## GOAL
All lines from the one with "Please identify the grey stone in" to the end need to be copied exactly, with nothing before them.

Object position labeling entries:
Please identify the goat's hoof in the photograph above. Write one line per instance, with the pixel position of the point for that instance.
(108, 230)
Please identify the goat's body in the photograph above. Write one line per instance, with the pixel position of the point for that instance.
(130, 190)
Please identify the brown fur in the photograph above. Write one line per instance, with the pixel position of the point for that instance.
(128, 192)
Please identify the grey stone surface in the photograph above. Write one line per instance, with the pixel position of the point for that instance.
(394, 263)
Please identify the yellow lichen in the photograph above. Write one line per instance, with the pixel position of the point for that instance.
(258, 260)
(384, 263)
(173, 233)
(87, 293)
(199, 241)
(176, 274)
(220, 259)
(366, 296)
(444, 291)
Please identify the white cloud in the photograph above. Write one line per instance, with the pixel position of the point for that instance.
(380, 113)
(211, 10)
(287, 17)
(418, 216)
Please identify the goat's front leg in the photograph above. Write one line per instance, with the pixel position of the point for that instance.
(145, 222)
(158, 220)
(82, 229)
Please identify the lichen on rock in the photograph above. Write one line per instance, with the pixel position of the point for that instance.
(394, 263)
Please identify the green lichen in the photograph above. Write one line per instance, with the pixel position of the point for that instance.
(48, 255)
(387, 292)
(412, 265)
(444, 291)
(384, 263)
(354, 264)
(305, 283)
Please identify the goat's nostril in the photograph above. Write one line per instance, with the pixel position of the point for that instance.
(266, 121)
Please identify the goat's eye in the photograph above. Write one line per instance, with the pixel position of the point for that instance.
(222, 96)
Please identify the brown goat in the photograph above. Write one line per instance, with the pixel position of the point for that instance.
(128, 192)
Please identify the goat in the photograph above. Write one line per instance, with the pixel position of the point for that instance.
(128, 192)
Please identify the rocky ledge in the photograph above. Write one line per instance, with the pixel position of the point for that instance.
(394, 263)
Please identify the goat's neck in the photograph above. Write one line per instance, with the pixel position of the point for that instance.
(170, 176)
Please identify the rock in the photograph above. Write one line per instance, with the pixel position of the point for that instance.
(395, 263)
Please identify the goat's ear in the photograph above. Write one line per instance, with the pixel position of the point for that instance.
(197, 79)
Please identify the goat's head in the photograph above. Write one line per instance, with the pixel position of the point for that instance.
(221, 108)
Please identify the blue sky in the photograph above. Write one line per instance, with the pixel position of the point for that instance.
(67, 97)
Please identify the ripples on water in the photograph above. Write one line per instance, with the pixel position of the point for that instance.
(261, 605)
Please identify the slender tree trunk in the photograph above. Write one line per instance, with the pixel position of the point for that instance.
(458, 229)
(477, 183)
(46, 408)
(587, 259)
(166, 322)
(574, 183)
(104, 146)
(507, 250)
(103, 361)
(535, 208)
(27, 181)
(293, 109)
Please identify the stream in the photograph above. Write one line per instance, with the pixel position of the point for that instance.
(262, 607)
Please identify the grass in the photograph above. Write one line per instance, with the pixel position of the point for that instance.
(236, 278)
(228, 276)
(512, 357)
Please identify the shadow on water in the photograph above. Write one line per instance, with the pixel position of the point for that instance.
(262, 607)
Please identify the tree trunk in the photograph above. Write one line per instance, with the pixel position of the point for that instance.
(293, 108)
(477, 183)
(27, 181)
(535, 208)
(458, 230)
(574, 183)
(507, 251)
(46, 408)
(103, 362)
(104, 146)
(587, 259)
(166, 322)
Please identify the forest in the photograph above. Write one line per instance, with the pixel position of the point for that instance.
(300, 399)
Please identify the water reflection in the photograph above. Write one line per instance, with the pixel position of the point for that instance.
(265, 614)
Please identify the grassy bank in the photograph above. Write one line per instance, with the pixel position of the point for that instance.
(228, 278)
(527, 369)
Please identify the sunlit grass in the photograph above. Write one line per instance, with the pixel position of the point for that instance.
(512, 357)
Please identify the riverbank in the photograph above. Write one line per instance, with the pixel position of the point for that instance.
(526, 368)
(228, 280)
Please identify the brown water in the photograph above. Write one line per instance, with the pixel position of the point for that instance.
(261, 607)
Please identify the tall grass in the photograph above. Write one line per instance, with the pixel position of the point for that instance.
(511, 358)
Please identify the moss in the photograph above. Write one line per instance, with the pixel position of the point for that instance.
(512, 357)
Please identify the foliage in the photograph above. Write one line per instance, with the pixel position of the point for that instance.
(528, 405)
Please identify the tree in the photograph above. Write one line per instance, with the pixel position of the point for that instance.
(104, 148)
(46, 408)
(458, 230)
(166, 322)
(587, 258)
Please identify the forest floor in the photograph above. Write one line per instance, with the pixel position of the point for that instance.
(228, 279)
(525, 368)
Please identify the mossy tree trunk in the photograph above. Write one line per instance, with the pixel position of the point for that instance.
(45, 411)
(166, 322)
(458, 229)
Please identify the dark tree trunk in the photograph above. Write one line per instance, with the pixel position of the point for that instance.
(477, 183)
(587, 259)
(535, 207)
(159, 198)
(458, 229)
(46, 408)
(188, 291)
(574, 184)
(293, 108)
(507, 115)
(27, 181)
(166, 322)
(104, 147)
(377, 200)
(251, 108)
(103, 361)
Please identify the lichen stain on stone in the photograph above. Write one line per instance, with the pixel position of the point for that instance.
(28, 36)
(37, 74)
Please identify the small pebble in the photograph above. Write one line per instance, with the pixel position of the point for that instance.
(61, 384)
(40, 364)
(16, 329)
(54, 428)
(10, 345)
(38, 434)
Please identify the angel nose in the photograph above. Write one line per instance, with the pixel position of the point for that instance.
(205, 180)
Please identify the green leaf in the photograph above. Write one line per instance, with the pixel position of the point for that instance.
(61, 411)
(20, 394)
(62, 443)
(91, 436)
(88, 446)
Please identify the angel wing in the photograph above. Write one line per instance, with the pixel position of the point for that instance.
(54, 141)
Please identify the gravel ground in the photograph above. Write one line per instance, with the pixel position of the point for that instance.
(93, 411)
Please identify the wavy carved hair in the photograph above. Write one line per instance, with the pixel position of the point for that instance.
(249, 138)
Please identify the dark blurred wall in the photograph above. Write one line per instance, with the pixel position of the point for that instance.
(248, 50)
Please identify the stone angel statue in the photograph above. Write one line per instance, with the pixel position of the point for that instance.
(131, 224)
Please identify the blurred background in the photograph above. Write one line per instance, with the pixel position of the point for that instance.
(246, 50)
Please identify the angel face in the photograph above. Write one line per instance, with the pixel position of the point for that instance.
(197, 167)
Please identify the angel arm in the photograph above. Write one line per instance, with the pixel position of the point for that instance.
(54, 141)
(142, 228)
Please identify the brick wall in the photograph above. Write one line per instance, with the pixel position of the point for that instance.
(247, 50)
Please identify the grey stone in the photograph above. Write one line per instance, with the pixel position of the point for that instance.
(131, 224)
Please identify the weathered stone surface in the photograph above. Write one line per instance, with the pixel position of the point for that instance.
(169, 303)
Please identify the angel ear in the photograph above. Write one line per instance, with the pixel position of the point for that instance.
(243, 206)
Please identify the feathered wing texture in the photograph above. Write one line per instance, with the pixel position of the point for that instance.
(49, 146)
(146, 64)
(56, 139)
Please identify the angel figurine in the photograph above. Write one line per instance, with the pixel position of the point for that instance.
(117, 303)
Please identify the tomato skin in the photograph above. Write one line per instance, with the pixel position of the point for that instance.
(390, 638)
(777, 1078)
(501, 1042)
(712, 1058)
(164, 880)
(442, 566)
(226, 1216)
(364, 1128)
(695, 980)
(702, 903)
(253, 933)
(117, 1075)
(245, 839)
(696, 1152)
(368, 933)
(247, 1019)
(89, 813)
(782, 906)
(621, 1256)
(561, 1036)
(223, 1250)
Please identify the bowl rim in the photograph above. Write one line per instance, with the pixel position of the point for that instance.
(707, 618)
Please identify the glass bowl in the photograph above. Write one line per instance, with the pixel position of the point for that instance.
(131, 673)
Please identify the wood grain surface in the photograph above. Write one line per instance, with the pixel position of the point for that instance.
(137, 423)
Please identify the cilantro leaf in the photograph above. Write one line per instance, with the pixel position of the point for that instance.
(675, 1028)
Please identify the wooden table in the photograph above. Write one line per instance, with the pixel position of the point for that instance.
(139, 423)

## EXERCISE OUTPUT
Please identify the grey stone in the photograph above. Write one line per instance, with the pixel position of the point for that instance.
(131, 224)
Please identify the weathered stone surface in the photograph above. Write one line per instance, with the pixel position of the point for that instance.
(169, 303)
Please identify the angel ear in the photograph above. Write one line per instance, with the pixel position of the point for that instance.
(243, 206)
Please identify the feathered wing texture in the photograph above. Write one line per instance, with the pixel position of the point for that instance.
(49, 146)
(146, 64)
(56, 139)
Please identify the angel figurine in the photograph above. Write one line per instance, with the pixel position of the point for that instance.
(117, 303)
Please identify the tomato skin in the photograph above. Write one line per instance, with the pixel position of the point for that instance.
(390, 638)
(777, 1078)
(501, 1042)
(712, 1058)
(164, 880)
(442, 566)
(226, 1216)
(364, 1128)
(695, 980)
(702, 903)
(253, 933)
(117, 1075)
(245, 839)
(696, 1152)
(368, 933)
(247, 1019)
(89, 813)
(782, 906)
(621, 1256)
(561, 1036)
(223, 1250)
Please identify the bowl rim in the photograph above. Write one line per instance, with the pixel position of the point for that instance.
(707, 618)
Please identify the glass bowl in the photograph above. Write one line per instance, with the pixel position of the point for that instance.
(131, 673)
Please identify the wood grain surface in the photograph above. Write one line per instance, with the pixel position of the point for that instance.
(137, 423)
Please identify the cilantro leaf in the photograph above. Write one line per instance, with the pixel position of the point for that instance.
(675, 1028)
Please identify the wooden table in the photograph above. Write one line per instance, with the pixel position of the point for that instance.
(139, 423)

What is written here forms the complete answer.